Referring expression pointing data
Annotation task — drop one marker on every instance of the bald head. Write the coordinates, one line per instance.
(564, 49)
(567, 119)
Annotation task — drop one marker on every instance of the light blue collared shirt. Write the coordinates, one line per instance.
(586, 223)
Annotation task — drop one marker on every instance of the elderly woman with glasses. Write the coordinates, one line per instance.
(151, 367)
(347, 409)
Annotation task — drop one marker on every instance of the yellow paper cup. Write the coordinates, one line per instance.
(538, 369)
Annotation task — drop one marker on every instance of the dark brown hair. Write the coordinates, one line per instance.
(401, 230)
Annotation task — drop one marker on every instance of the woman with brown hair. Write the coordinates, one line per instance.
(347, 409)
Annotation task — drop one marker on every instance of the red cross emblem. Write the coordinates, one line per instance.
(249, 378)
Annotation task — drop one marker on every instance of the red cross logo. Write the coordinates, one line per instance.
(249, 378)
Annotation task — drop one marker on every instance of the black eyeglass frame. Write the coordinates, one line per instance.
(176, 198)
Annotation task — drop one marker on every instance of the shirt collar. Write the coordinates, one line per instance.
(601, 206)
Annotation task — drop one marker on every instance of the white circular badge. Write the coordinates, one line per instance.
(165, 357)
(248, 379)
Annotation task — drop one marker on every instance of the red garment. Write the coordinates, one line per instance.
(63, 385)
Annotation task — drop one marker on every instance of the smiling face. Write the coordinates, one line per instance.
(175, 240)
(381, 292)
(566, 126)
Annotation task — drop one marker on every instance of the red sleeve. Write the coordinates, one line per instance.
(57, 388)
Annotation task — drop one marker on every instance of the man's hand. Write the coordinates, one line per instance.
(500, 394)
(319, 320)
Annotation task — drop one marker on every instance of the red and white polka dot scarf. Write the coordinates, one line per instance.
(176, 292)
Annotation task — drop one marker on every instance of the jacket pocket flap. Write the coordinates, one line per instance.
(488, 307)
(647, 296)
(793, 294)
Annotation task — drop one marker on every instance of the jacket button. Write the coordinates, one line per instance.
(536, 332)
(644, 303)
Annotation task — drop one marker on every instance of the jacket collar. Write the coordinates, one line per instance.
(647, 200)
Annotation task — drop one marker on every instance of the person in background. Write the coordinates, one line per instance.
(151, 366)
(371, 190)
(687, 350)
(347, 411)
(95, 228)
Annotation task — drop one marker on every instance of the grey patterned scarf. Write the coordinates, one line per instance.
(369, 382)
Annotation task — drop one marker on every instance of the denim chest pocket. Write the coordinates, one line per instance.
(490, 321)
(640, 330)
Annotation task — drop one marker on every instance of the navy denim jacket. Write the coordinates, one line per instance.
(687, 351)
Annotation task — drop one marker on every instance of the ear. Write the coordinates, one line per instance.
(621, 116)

▶ **EXERCISE REQUIREMENTS**: Reproduce the data exactly. All of it is needed.

▶ **OUTPUT OF THE EXERCISE**:
Annotation task — drop one marker on every instance of the bald head. Write the coordinates, one line per instance.
(564, 49)
(567, 119)
Annotation task — drop one marker on every instance of the light blue collared shirt. Write the coordinates, one line per instance.
(586, 223)
Annotation task — drop one marker on every instance of the elderly woman with glasses. Write the coordinates, one line per instance.
(151, 367)
(347, 409)
Annotation task — drop one marker on every instance of the yellow paper cup. Write the coordinates, one line per instance.
(538, 369)
Annotation task — drop one marker on every instance of the dark brown hair. Write the coordinates, one line per instance.
(401, 230)
Annotation task — drop one marker on every instance of the woman with brown hair. Write the coordinates, one line per instance.
(347, 409)
Annotation task — drop one marker on every instance of the red cross emblem. Write the coordinates, one line per instance.
(249, 378)
Annotation task — drop one marker on every instance of the red cross logo. Write the coordinates, one line per instance.
(249, 378)
Annotation task — drop one marker on every instance of the black eyeglass frame. Write the coordinates, one line per instance.
(176, 198)
Annotation task — drop one marker on every instance of the shirt collar. Write the coordinates, one line per instance.
(601, 206)
Annotation task — drop one marker on every instance of the white circular badge. Write the coordinates, one line per instance.
(165, 357)
(248, 379)
Annotation task — drop one marker on every instance of the red garment. Write the coordinates, one line per instance.
(63, 385)
Annotation task — drop one marker on every instance of the smiling face. Write the coordinates, one line per instance.
(175, 240)
(381, 292)
(566, 126)
Annotation task — drop one marker on every instance of the red sleeve. Write the coordinates, one line per instance.
(57, 388)
Annotation task — drop one marker on every instance of the man's hand. Write the coordinates, one line per instance.
(500, 394)
(319, 320)
Annotation task — drop one marker on every instance of the red and white polka dot scarf. Write the coordinates, one line per instance.
(176, 292)
Annotation task — drop one marker on every instance of the jacket pocket flap. Write the coordinates, one line per instance.
(488, 307)
(647, 296)
(793, 294)
Annotation task — drop one marker on every instance of the jacket button. Write the coordinates, one line per instance.
(536, 332)
(644, 303)
Annotation task — drop one marker on every instance of the jacket collar. Write the coordinates, one line per instance.
(647, 200)
Annotation task — drop one marker on every instance of the person in background. Write the coordinates, one line per instance.
(151, 366)
(371, 190)
(687, 350)
(347, 411)
(95, 228)
Annotation task — drop one marker on every instance of the grey patterned scarf. Write the coordinates, one line per instance.
(369, 382)
Annotation task — drop one marker on every instance of the denim chest pocket. Write the coordinates, one line per instance.
(490, 321)
(640, 330)
Annotation task — drop one marker on every instance of the navy denim jacket. Write the coordinates, one line per instance.
(687, 351)
Annotation task — drop one marker on every instance of the ear. Write the coordinates, one line per instance.
(621, 116)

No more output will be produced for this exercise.